▶ Problem statement: Find every line below that contains the word "plastic" and copy it out.

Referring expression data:
--------

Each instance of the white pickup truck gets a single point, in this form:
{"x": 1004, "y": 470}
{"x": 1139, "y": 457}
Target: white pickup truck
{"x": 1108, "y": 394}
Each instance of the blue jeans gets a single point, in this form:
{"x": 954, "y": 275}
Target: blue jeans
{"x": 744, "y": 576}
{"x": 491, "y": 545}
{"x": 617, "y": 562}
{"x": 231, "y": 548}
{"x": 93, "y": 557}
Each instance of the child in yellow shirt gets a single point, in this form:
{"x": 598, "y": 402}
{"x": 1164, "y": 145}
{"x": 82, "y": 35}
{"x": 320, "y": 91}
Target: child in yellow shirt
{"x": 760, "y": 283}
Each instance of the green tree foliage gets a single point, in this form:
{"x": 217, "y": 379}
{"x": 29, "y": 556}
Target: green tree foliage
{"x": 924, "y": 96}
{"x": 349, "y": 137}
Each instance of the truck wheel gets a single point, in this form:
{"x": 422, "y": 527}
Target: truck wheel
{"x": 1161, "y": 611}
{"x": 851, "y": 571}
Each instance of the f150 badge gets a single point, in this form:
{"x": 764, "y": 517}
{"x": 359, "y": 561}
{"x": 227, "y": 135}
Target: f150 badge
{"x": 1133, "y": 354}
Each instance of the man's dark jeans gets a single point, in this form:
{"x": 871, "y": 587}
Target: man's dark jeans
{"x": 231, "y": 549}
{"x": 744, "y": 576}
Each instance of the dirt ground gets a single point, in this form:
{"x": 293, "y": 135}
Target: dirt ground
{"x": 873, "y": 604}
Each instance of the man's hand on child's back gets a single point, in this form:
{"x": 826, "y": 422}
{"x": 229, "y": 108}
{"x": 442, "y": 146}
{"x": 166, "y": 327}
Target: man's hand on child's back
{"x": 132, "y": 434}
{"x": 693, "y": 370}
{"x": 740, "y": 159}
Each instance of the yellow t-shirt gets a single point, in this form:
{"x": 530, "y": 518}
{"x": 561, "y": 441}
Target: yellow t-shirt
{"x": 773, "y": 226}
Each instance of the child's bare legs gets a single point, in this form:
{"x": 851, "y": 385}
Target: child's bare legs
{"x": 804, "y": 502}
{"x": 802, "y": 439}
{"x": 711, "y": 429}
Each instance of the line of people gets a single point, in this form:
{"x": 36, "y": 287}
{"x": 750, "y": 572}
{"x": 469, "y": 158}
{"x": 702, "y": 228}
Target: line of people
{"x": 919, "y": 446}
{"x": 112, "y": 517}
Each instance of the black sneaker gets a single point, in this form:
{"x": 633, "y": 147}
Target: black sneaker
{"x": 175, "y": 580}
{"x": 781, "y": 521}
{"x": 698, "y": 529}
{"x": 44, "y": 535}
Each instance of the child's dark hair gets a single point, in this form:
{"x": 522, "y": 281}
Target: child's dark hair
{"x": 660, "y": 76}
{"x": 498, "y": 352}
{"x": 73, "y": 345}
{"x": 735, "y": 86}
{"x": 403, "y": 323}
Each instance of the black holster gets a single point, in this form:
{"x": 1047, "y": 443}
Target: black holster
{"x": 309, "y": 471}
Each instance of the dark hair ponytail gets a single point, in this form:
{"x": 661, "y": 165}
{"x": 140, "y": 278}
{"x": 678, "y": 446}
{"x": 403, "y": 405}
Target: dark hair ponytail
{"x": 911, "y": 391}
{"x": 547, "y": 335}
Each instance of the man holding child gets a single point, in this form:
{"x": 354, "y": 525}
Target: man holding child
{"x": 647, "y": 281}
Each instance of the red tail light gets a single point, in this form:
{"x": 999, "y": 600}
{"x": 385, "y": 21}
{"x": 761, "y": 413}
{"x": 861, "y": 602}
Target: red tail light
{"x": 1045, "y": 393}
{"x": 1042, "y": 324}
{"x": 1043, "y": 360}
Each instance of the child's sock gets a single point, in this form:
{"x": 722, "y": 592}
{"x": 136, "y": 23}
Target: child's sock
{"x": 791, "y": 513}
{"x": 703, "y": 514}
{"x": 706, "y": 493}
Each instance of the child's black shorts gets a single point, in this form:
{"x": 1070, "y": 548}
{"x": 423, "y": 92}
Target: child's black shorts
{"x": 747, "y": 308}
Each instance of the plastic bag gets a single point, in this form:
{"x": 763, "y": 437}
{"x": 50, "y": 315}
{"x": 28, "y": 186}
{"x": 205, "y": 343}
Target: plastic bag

--------

▶ Finished exercise:
Each instance of the plastic bag gets a single point, in this form:
Target: plastic bag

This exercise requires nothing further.